Goal of the exercise>
Print every one of the items below verbatim, keeping each line unchanged.

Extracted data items
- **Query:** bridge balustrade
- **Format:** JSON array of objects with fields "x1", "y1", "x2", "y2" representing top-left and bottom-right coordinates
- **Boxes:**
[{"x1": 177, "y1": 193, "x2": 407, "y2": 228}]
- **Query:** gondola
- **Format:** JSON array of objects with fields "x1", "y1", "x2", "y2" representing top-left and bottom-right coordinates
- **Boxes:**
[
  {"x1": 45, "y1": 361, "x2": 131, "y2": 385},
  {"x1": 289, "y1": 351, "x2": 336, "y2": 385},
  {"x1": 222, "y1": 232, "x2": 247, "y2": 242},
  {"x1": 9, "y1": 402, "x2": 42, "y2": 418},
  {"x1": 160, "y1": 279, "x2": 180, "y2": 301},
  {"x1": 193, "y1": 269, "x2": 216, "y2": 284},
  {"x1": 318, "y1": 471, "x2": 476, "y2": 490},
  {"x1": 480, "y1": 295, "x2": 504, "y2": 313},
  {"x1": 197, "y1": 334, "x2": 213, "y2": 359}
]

Finished exercise>
- **Query:** bridge balustrade
- **Format:** JSON array of objects with fields "x1", "y1", "x2", "y2" representing top-left and bottom-right coordinates
- **Boxes:**
[{"x1": 177, "y1": 193, "x2": 407, "y2": 228}]
- **Query:** gondola
- **Format:** JSON array of objects with fields "x1", "y1", "x2", "y2" representing top-left and bottom-right coordinates
- **Boxes:**
[
  {"x1": 45, "y1": 361, "x2": 131, "y2": 385},
  {"x1": 289, "y1": 351, "x2": 336, "y2": 385},
  {"x1": 222, "y1": 232, "x2": 247, "y2": 242},
  {"x1": 9, "y1": 402, "x2": 42, "y2": 418},
  {"x1": 160, "y1": 279, "x2": 180, "y2": 301},
  {"x1": 193, "y1": 269, "x2": 216, "y2": 284},
  {"x1": 318, "y1": 471, "x2": 476, "y2": 490},
  {"x1": 480, "y1": 295, "x2": 504, "y2": 313},
  {"x1": 197, "y1": 334, "x2": 213, "y2": 359}
]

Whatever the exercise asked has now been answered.